* Task objective: Can you put every line of the material below into a numbered list, leaving out the blank lines?

* The records:
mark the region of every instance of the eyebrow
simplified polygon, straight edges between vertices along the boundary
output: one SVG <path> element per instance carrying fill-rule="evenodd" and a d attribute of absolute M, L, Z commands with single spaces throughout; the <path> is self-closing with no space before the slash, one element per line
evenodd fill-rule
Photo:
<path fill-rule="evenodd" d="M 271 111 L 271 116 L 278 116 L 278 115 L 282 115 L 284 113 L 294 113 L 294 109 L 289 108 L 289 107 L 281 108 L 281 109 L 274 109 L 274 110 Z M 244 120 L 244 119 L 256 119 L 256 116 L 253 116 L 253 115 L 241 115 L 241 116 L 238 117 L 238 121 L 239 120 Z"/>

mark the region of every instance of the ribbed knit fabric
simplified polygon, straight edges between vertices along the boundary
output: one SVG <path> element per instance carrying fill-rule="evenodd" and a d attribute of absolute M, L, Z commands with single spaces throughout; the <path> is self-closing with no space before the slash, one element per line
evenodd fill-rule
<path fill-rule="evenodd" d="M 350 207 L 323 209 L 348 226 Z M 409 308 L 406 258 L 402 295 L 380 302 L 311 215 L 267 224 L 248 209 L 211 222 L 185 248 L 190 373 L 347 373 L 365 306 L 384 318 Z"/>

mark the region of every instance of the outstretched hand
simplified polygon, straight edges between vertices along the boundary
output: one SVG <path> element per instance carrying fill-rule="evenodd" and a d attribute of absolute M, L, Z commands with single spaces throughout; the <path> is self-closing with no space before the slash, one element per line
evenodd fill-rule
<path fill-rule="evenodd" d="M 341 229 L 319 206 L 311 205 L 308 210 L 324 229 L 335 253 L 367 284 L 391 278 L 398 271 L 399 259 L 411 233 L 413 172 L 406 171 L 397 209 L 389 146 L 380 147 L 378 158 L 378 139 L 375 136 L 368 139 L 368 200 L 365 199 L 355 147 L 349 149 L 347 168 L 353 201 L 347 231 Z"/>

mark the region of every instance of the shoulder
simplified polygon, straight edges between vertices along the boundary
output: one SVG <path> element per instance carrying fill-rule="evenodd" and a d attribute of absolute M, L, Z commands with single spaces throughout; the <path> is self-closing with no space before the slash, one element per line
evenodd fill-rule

* Exercise result:
1. mark the region of every instance of the eyebrow
2. simplified polygon, straight edges between vertices along the boundary
3. output: one SVG <path> element per instance carrying fill-rule="evenodd" and a d attribute of absolute M, L, Z commands with single spaces throughout; the <path> is self-closing with no space before the slash, one element per line
4. evenodd fill-rule
5. Photo:
6. <path fill-rule="evenodd" d="M 271 111 L 271 116 L 278 116 L 278 115 L 282 115 L 284 113 L 294 113 L 294 109 L 289 108 L 289 107 L 281 108 L 281 109 L 274 109 L 274 110 Z M 244 120 L 244 119 L 256 119 L 256 116 L 253 116 L 253 115 L 241 115 L 241 116 L 238 117 L 238 121 L 239 120 Z"/>
7. mark the region of every instance of the ribbed knit fabric
8. simplified polygon, straight edges between vertices along the boundary
9. output: one SVG <path> element per instance carrying fill-rule="evenodd" and a d attribute of absolute M, L, Z commands with single spaces throughout; the <path> is self-closing with no space before the slash, one element per line
10. evenodd fill-rule
11. <path fill-rule="evenodd" d="M 350 207 L 323 209 L 348 226 Z M 409 308 L 406 258 L 402 295 L 380 302 L 311 215 L 267 224 L 248 209 L 211 222 L 185 248 L 190 373 L 347 373 L 365 306 L 384 318 Z"/>
12. mark the region of every instance of the outstretched hand
13. simplified polygon, straight edges between vertices along the boundary
14. output: one SVG <path> element per instance carrying fill-rule="evenodd" and a d attribute of absolute M, L, Z commands with single spaces throughout; the <path> is self-closing with no space before the slash, one element per line
15. evenodd fill-rule
16. <path fill-rule="evenodd" d="M 341 229 L 319 206 L 311 205 L 308 210 L 324 229 L 335 253 L 367 284 L 391 278 L 398 271 L 399 259 L 411 233 L 413 172 L 406 171 L 397 209 L 389 146 L 380 147 L 378 158 L 378 139 L 375 136 L 368 139 L 368 200 L 365 199 L 355 147 L 349 149 L 347 168 L 353 201 L 347 231 Z"/>
17. mark the region of every instance of the shoulder
18. simplified polygon, straight edges between vertices along the boundary
19. output: one SVG <path> element per instance carrying fill-rule="evenodd" and a d attribute of absolute M, L, Z commands with single spaces throughout; the <path> is self-closing with no space before the slash, one element per line
20. evenodd fill-rule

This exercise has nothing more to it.